Exercise prompt - List every line in this data where the string "dome" occurs.

Working data -
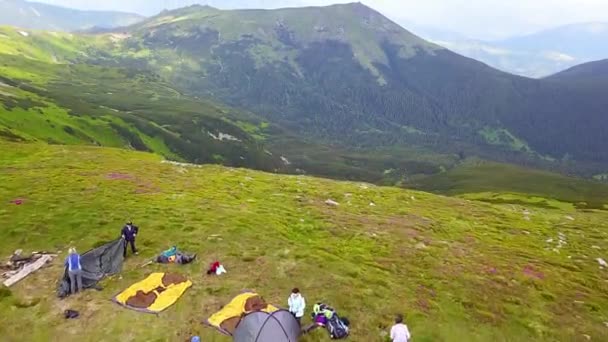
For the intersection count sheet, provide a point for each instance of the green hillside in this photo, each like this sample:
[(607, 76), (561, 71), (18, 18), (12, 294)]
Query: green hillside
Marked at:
[(486, 177), (51, 92), (350, 77), (460, 270)]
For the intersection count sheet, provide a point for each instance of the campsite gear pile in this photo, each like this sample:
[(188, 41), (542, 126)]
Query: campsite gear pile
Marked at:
[(324, 315), (71, 314), (216, 268), (155, 293), (248, 318), (20, 266), (174, 256), (96, 264)]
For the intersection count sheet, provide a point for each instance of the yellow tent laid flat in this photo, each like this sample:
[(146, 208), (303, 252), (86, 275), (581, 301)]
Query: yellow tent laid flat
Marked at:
[(229, 316), (155, 293)]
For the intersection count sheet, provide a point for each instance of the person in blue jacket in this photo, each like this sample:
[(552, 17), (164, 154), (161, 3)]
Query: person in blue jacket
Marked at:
[(129, 233), (72, 262)]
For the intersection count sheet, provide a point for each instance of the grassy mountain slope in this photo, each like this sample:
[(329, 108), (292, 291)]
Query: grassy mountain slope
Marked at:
[(50, 93), (484, 177), (33, 15), (91, 85), (461, 270), (348, 76)]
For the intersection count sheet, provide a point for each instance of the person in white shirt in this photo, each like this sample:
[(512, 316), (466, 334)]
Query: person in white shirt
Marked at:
[(297, 304), (399, 331)]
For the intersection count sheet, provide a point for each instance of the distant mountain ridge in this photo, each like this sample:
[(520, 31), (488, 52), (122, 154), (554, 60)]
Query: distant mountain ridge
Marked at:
[(33, 15), (348, 75), (339, 91), (536, 55)]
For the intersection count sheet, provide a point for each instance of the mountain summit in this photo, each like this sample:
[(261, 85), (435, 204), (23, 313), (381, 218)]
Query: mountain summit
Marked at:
[(346, 75)]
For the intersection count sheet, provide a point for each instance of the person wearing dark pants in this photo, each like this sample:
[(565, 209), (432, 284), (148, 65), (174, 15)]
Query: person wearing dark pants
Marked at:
[(72, 262), (129, 233)]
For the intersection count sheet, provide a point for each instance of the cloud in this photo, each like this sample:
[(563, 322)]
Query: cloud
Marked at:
[(485, 19)]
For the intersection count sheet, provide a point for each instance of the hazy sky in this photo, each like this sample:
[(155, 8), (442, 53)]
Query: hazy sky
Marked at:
[(485, 19)]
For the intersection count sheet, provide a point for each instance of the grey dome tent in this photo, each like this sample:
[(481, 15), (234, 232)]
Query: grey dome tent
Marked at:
[(96, 264), (260, 326)]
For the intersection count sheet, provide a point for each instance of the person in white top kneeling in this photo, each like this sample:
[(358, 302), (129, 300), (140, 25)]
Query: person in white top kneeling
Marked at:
[(297, 304), (399, 331)]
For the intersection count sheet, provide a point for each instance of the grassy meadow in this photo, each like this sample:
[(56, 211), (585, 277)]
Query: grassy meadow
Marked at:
[(460, 269)]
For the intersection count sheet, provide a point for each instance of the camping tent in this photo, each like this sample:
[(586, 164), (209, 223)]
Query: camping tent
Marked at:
[(260, 326), (248, 318), (96, 264)]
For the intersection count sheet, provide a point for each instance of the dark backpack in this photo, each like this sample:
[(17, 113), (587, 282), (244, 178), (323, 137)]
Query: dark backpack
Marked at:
[(336, 327)]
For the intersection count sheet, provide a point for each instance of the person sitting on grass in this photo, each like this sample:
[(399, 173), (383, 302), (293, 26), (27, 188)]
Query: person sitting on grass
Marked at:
[(72, 262), (399, 331), (129, 233), (297, 304)]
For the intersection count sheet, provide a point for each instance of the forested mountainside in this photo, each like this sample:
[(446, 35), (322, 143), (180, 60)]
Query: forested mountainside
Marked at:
[(338, 91), (349, 76)]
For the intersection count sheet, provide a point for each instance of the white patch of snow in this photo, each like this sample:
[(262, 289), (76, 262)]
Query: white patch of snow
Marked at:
[(223, 136), (180, 164), (332, 203), (596, 28), (35, 12), (557, 56)]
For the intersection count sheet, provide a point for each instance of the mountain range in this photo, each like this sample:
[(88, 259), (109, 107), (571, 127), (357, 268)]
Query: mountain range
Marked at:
[(339, 91), (33, 15), (536, 55)]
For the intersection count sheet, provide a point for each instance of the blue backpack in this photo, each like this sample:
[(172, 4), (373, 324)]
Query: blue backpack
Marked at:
[(337, 327)]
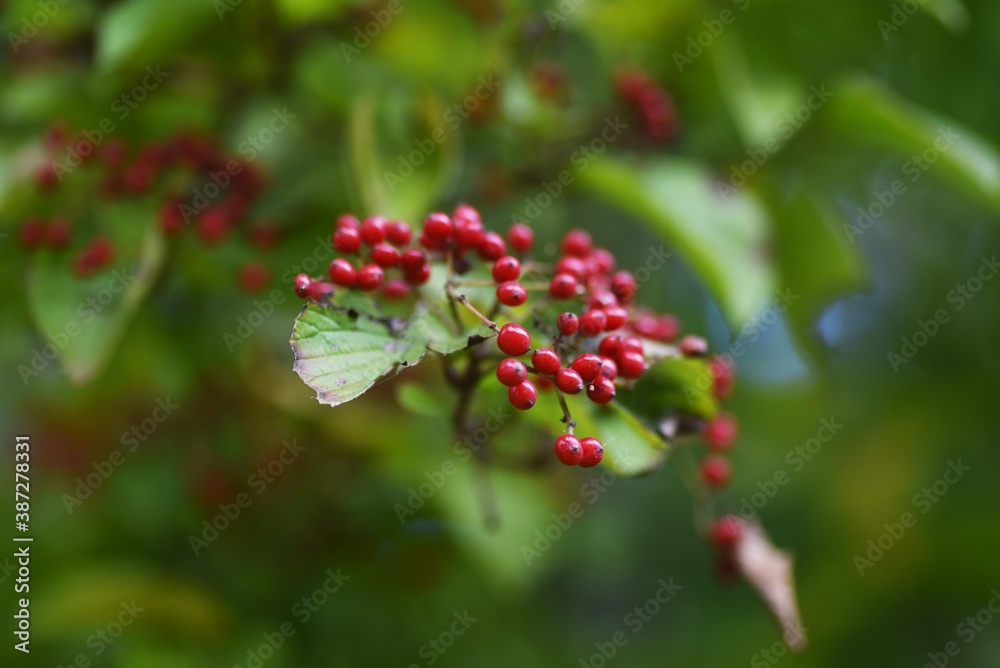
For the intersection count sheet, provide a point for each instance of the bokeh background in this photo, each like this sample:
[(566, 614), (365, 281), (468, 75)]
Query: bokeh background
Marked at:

Exercise solution -
For the intersection count sheet, provide a point for each instance of the grey dome tent in this photo, each like this sample:
Query: grey dome tent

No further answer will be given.